The records that follow are to be reproduced exactly. Any pictures in them are left out.

───── Record excerpts ─────

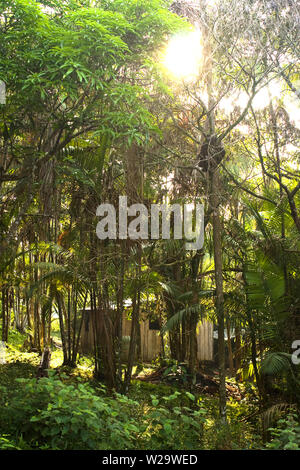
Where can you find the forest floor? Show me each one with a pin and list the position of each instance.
(152, 383)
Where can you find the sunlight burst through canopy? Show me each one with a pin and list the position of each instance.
(183, 55)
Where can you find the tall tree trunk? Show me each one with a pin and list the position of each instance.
(217, 243)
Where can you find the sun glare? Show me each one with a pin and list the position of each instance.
(182, 56)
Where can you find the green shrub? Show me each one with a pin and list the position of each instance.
(51, 414)
(170, 426)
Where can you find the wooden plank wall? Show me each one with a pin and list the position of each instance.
(150, 339)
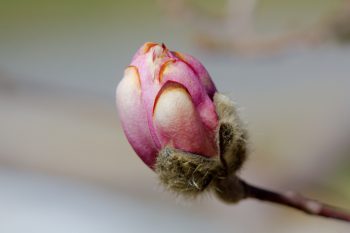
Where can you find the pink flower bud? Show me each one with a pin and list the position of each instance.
(166, 99)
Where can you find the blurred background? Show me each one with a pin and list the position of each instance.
(65, 165)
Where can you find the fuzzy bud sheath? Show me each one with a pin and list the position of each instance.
(179, 125)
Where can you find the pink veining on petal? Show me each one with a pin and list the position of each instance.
(164, 99)
(177, 122)
(200, 71)
(133, 116)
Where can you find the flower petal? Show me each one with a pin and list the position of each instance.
(133, 116)
(199, 70)
(178, 123)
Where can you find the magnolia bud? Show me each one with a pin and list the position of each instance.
(166, 99)
(176, 121)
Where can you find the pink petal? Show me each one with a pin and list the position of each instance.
(200, 71)
(133, 116)
(178, 123)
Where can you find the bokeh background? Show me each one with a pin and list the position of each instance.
(65, 165)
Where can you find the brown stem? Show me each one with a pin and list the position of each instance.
(296, 201)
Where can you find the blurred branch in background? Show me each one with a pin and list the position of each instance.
(235, 28)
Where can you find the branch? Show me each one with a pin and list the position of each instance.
(296, 201)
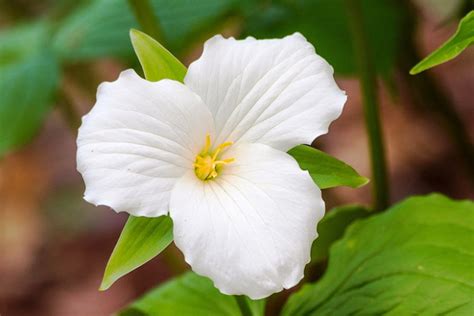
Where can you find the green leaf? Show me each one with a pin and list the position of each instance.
(332, 227)
(29, 75)
(191, 295)
(462, 39)
(100, 28)
(415, 258)
(157, 62)
(324, 23)
(326, 171)
(141, 240)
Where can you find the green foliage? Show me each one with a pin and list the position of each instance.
(144, 238)
(415, 258)
(141, 240)
(326, 171)
(324, 23)
(100, 27)
(462, 39)
(157, 62)
(191, 295)
(29, 75)
(332, 227)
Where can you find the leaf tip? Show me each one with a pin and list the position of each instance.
(415, 70)
(105, 285)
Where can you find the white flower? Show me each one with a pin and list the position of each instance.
(212, 153)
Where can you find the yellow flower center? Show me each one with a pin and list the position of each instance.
(208, 164)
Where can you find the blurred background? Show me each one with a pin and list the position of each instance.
(53, 54)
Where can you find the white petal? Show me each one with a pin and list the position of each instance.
(250, 229)
(277, 92)
(137, 141)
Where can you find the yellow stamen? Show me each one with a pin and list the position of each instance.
(207, 164)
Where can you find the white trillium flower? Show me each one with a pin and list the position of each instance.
(212, 153)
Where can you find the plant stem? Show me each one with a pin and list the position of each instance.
(371, 107)
(145, 16)
(243, 305)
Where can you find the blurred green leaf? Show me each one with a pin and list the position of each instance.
(326, 171)
(332, 227)
(141, 240)
(29, 75)
(324, 23)
(22, 41)
(462, 39)
(191, 295)
(157, 62)
(415, 258)
(100, 28)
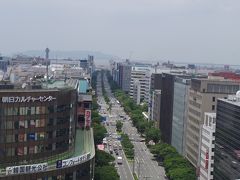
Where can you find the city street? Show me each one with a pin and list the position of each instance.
(123, 169)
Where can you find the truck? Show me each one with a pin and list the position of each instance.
(119, 160)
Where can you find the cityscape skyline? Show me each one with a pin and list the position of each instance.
(179, 31)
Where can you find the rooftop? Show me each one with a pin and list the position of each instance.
(84, 144)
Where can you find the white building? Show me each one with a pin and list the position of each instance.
(207, 146)
(136, 91)
(143, 75)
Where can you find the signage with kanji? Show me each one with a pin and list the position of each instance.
(87, 118)
(72, 161)
(22, 99)
(33, 168)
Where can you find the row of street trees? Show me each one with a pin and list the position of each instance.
(104, 168)
(119, 126)
(127, 146)
(135, 113)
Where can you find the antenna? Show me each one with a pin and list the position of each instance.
(47, 61)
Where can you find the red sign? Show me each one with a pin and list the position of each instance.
(87, 118)
(206, 160)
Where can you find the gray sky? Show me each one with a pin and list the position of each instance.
(176, 30)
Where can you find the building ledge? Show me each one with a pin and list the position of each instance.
(84, 151)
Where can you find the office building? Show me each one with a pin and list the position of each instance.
(227, 143)
(41, 136)
(166, 107)
(156, 106)
(155, 84)
(124, 76)
(203, 95)
(136, 91)
(38, 137)
(4, 62)
(207, 146)
(179, 116)
(143, 76)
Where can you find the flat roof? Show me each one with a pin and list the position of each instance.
(232, 99)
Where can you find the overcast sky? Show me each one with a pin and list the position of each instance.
(176, 30)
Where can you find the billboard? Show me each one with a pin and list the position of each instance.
(87, 118)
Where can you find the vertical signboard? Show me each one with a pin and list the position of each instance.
(206, 160)
(87, 118)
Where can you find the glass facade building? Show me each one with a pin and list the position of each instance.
(38, 134)
(227, 147)
(179, 114)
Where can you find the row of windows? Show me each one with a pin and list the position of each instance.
(11, 111)
(27, 150)
(220, 88)
(37, 123)
(25, 124)
(195, 104)
(34, 136)
(24, 137)
(196, 113)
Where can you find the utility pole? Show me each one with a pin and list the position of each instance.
(133, 164)
(146, 177)
(138, 169)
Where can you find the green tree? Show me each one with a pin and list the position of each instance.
(103, 158)
(153, 134)
(141, 126)
(99, 133)
(119, 126)
(106, 173)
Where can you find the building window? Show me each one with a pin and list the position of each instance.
(213, 107)
(213, 99)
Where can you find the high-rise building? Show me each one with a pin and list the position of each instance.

─────

:: Solution for this problem ::
Where can you find the forest floor? Show me each one with a pin and list the position of each instance.
(152, 383)
Where can you find the sunlight burst through canopy? Show me each one with a pin and list the position of each instance.
(183, 55)
Where can you find the tall tree trunk? Show me each one with a pin and list the position of each instance.
(217, 243)
Where can you find the sun glare? Show me each one with a pin and list the position of each instance.
(182, 56)
Where can you find the green shrub? Show me each one with a pin and list the position of each instance.
(51, 414)
(170, 426)
Where can you find the wooden plank wall? Show me each one with a pin and list the position of each instance.
(150, 339)
Where can you find the pink flower bud? Show me each one with a pin and list the position of each instance.
(166, 99)
Where can you find the blurred background? Show me each one with a pin and list the position of each instance.
(65, 165)
Where can you find the fuzzy bud sheath? Show me each one with a pin and list the position of each instance.
(179, 125)
Where can you find the pink veining on petal? Show me each one with a pin and list the position of each instance.
(164, 99)
(177, 122)
(200, 71)
(133, 116)
Where can you find the flower petal? Show me each one with a pin and list the position of each instance.
(133, 116)
(199, 70)
(178, 123)
Where can you find the magnolia bud? Show me each one with a pin and list the position of each instance.
(166, 99)
(176, 121)
Where can you find the pink petal? Show me each one with a pin and list the position of each instance.
(200, 71)
(133, 116)
(178, 123)
Where can you find the bokeh background? Show me each one with a pin and list the position of each instance.
(65, 165)
Where can you find the brown stem? Show me each one with a pin and list the position of each instance.
(296, 201)
Where can you find the blurred branch in background? Show me each one with a pin and list the position of each instance.
(235, 28)
Where can you find the branch? Show me each one with a pin and list the position of each instance.
(296, 201)
Where can you find the green leaf? Show me each one with a pin and list the position of each instance.
(332, 227)
(29, 75)
(191, 295)
(462, 39)
(100, 28)
(415, 258)
(157, 62)
(324, 23)
(326, 171)
(141, 240)
Where can you find the green foliage? Show me each one with a pin and list the position of each instance.
(144, 238)
(415, 258)
(141, 240)
(326, 171)
(324, 23)
(100, 27)
(462, 39)
(157, 62)
(191, 295)
(29, 75)
(332, 227)
Where can you find the leaf tip? Show me each one with a pin and list the position of each instance.
(415, 70)
(105, 285)
Where can you find the white flower? Show me each one with a pin and list the position of each instance.
(212, 153)
Where can you find the yellow flower center? Show me each one with a pin and list the position of each instance.
(208, 164)
Where can you find the blurred background? Show me each one with a pin and list the position of each instance.
(53, 54)
Where can you find the white petal? Show me each one with a pin and list the position of each instance.
(250, 229)
(277, 92)
(137, 141)
Where can you find the yellow stamen? Show me each one with a pin and list the position of each instance.
(207, 164)
Where can you find the white trillium flower? Show me each one with a pin and list the position of each instance.
(212, 153)
Where can you find the plant stem? Show me each one with a pin and list the position of each instance.
(371, 107)
(145, 16)
(243, 305)
Where can you find the blurred green leaf? Show me each one with a pin and list the position of each instance.
(326, 171)
(332, 227)
(141, 240)
(29, 75)
(324, 23)
(22, 41)
(462, 39)
(191, 295)
(157, 62)
(415, 258)
(100, 28)
Where can you find the city street? Show me each one with a pin and list the position of each instance.
(123, 169)
Where can you find the truck? Show me each one with a pin and list the position of each instance.
(119, 160)
Where can you find the cityscape skyline? Show me each one with a pin and list the position of each instance.
(179, 31)
Where can you find the rooftop? Show me each one with a pin and list the position of each instance.
(84, 144)
Where can you find the white building? Show me each one with a pin and list the position of each instance.
(207, 146)
(136, 91)
(143, 75)
Where can you find the signage with kanji? Show me each one with a pin and list the position of each instance.
(87, 118)
(72, 161)
(22, 99)
(33, 168)
Where can you find the row of street trees? Show me each one with a pin and list the position of each instance.
(104, 168)
(119, 126)
(127, 146)
(135, 113)
Where can you find the antenna? Show me each one with a pin and list the position of each instance.
(47, 61)
Where can you find the red sign? Show me each one with a pin and list the position of each instance.
(87, 118)
(206, 160)
Where can you find the gray sky? Show me each one with a pin and list the position of each instance.
(176, 30)
Where can you find the building ledge? Show me each one with a pin and list the position of each instance.
(84, 151)
Where can you find the office building? Show me each one with a pin and list the position of each instance.
(227, 143)
(41, 136)
(166, 107)
(156, 106)
(155, 84)
(124, 76)
(203, 95)
(136, 91)
(38, 137)
(4, 62)
(207, 146)
(179, 116)
(143, 76)
Where can you find the flat roof? Show me each one with a pin and list the position of each instance.
(232, 99)
Where can you find the overcast sky? Show me each one with a pin and list the position of each instance.
(176, 30)
Where can you find the billboard? Show me each one with a pin and list the position of each instance.
(87, 118)
Where can you find the vertical signboard? Show me each one with a pin and list the position of each instance.
(206, 160)
(87, 118)
Where can you find the glass facade building? Show me each one with a pin and list the position of each instance.
(38, 134)
(227, 147)
(179, 114)
Where can you find the row of windows? Show me each one with a pin and list the position of each instance.
(11, 111)
(27, 150)
(220, 88)
(37, 123)
(25, 124)
(195, 104)
(34, 136)
(24, 137)
(196, 113)
Where can you find the utility pole? Show me each one with a pin and list the position of each instance.
(133, 164)
(146, 177)
(138, 169)
Where can you find the green tree? Show me each one with a pin and list the position of each instance.
(103, 158)
(153, 134)
(141, 126)
(99, 133)
(119, 126)
(106, 173)
Where can you find the building window? Show me each one with a pin and list the position of each instance.
(213, 107)
(213, 99)
Where can you find the high-rise building? Show me each one with a pin and list the position of each instance.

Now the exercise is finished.